REQUIRED WORK >>
- 1) Retype the press briefing transcript word for word, starting at "Question:  Do you" and ending at "information for you.".
- 2) Write what comes next in the UN press briefing transcript, picking up after its last line.

PROVIDED PASSAGE >>
+++

Question:  Thank you, Martin.  Can you have any reaction on what is happening in the border between Syria and Lebanon?  It is becoming like a very important matter.  Do you have… maybe you read something on this matter?


Spokesperson:  I haven’t…


Correspondent:  The Hermel area and also the Al-Sayyed area, next to… between… border between Homs and Lebanon.


Spokesperson:  I don’t have a specific update; simply to reiterate that the Secretary-General’s concerns that he has already expressed on a number of occasions about the danger and risk of spillover, but I don’t have anything specific related to recent developments.  What I would tell you is that I would anticipate that a little bit later today I will have some more information on the meetings that the Secretary-General is holding today related to Syria.


Question:  Do you know if Mr. [Lakhdar] Brahimi will be speaking to the press after his meeting with Ban Ki-moon?


Spokesperson:  Almost certainly not, which is why I am saying I will probably have some information for you.


Question:  Another thing, any reaction of the new appointment of the Syrian opposition?  They just named George Shatil… George Sabra… sorry, Mr. George Sabra as caretaker of the opposition.  Do you have any reactions on that?  And can it be any… it cannot affect the mission of Brahimi?


Spokesperson:  I need to check further with my colleagues in the Department of Political Affairs on that.  I don’t have anything for you on that at the moment.  Yes?


Question:  I want to ask about Myanmar and then something, I guess it’s in-house, but I want to be sure to… to get to it, it seems like a good day to do it.  One is, you’ve probably heard of this, what’s… maybe even seen this footage from Meiktila in Myanmar.  It seems that… that with the fighting, now video has come out showing the police standing back as crowds attacked Muslim stores and homes and burned them.  So I remember… I know that Mr. [Vijay] Nambiar was there, maybe just after the violence, but has the UN… I know that he briefed the Council, he seemed to be saying things are… are… that the Government is trying, but it’s difficult.  But the… these… this footage seems to show that at least some part of the authorities there at a… a minimum stood back if not were… were part of the problem in Meiktila.  Is there any change of thinking in the UN’s way?  Does Mr. Nambiar have any comment on this… this pretty troubling footage?

+++

DATASET CONTENT >>
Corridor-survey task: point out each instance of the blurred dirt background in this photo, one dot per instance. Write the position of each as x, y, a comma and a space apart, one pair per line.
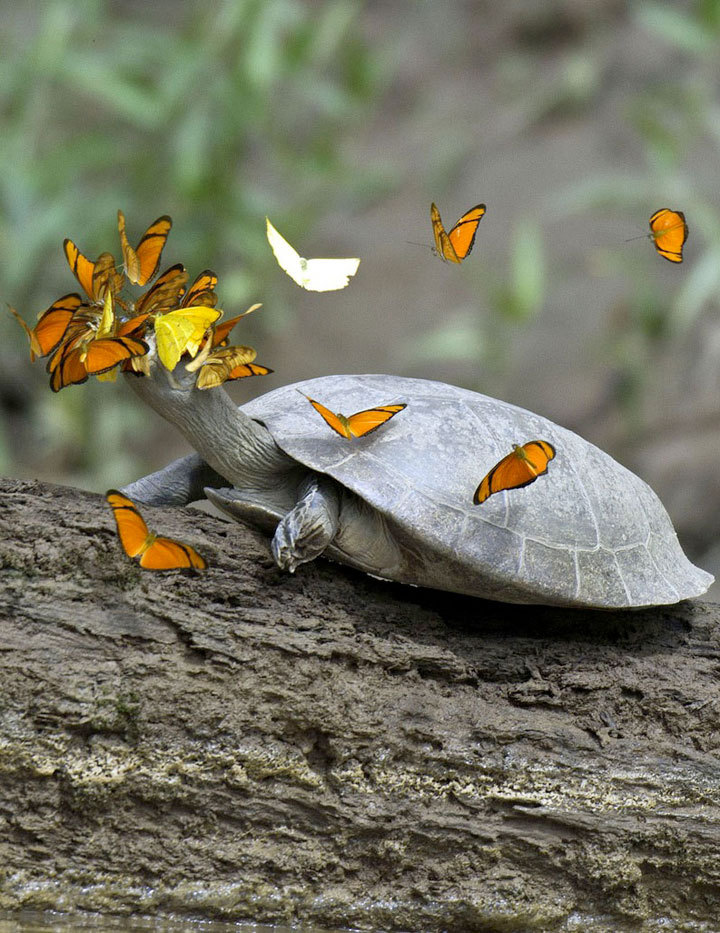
341, 121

+++

SOLVED TASKS >>
- 1)
Question:  Do you know if Mr. [Lakhdar] Brahimi will be speaking to the press after his meeting with Ban Ki-moon?


Spokesperson:  Almost certainly not, which is why I am saying I will probably have some information for you.

- 2)
Spokesperson:  Not on that specifically.  That doesn’t mean that there won’t be in due course.  But simply to reiterate what we’ve said, that it is obvious that there needs to be dialogue with communities; that’s essential for building confidence.  And also just to reiterate that we are able to deliver assistance.  We do have access, but we need better access.  There are still obstacles for us and other non-governmental organizations to do the job that they need to do to provide assistance in these areas.  But if I have any thing specific on that particular report, I will let you know.


Question:  And this is one, this is, it came up last week.  This is a pretty… it’s a pretty straightforward one, but it… it has to do with this idea that at least some believe that… that when UN reports, for example, on Western Sahara, are… are ready, they’re not put online right away.  They are made available through… as… as was said, through the… through the [inaudible] lady in paper form but not put online.  So you’d said I am aware of the distinction, I don’t mean… I… I actually I am not.  I just wanted to understand, what explains this gap between the UN having printout from digital files of a report like Western Sahara and it being made available to the public, if you can?


Spokesperson:  Well, given how long you have been covering the United Nations, Matthew, then it is fairly staggering that you are not aware of the distinction.  And I am happy to explain it to you afterwards.  Thanks very much.  Have a good afternoon.


Correspondent:  I can tell you I am receiving a lot of questions about this.


Question:  I have a question for you.


Spokesperson:  Yes?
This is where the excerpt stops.